*** Material provided ***

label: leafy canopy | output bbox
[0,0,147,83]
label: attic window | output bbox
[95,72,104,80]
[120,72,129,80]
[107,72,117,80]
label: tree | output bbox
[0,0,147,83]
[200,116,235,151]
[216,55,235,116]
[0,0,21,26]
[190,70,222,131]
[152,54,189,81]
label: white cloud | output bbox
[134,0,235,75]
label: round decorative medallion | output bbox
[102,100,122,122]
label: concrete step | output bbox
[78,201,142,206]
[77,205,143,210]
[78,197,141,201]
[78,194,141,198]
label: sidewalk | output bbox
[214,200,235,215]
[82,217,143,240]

*** End of Material provided ***

> [Task requirements]
Without leaving anything out, output all of the data above exactly.

> [Answer for the task]
label: leafy canopy | output bbox
[0,0,147,83]
label: attic window | output bbox
[95,72,104,80]
[120,72,129,80]
[107,72,117,80]
label: tree | output bbox
[0,0,147,83]
[200,116,235,151]
[216,55,235,116]
[0,0,21,26]
[190,70,222,131]
[152,54,189,81]
label: white cloud | output bbox
[134,0,235,75]
label: round decorative medallion | output bbox
[102,100,122,122]
label: concrete step | output bbox
[78,201,142,206]
[77,205,143,210]
[78,197,141,201]
[78,194,141,198]
label: sidewalk | output bbox
[214,200,235,215]
[82,217,143,240]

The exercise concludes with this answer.